>> Start Materials provided
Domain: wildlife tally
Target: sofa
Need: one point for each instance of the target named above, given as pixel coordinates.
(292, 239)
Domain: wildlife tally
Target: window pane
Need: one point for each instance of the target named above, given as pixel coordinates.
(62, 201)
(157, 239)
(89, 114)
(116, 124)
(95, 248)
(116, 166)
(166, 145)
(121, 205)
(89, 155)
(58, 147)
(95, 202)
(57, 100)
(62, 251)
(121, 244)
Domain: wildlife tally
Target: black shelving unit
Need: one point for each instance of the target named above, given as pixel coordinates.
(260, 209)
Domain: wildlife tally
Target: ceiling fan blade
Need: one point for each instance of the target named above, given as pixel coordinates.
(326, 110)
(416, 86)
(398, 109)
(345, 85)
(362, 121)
>> End Materials provided
→ What is being asked
Copy out the data again, switching each "pixel coordinates" to "x-y coordinates" and leaving everything else unchanged.

→ Written solution
Domain: wildlife tally
Target: sofa
Need: one point for each instance of the target named above, given as x-y coordinates.
(292, 239)
Domain: wildlife tally
Target: window pane
Need: one point for each instance of the target named above, given as x-y coordinates.
(62, 201)
(157, 239)
(89, 114)
(116, 124)
(95, 248)
(116, 166)
(166, 145)
(121, 205)
(89, 155)
(58, 147)
(95, 202)
(57, 100)
(62, 251)
(121, 244)
Domain: wildlife tally
Target: black shelving unit
Need: one point for each instance of the target named above, given as x-y coordinates.
(260, 209)
Domain: wildlife tally
Target: ceiling fan blade
Need: one point for each instance of the target named above, given as x-y coordinates.
(326, 110)
(416, 86)
(398, 109)
(345, 85)
(362, 121)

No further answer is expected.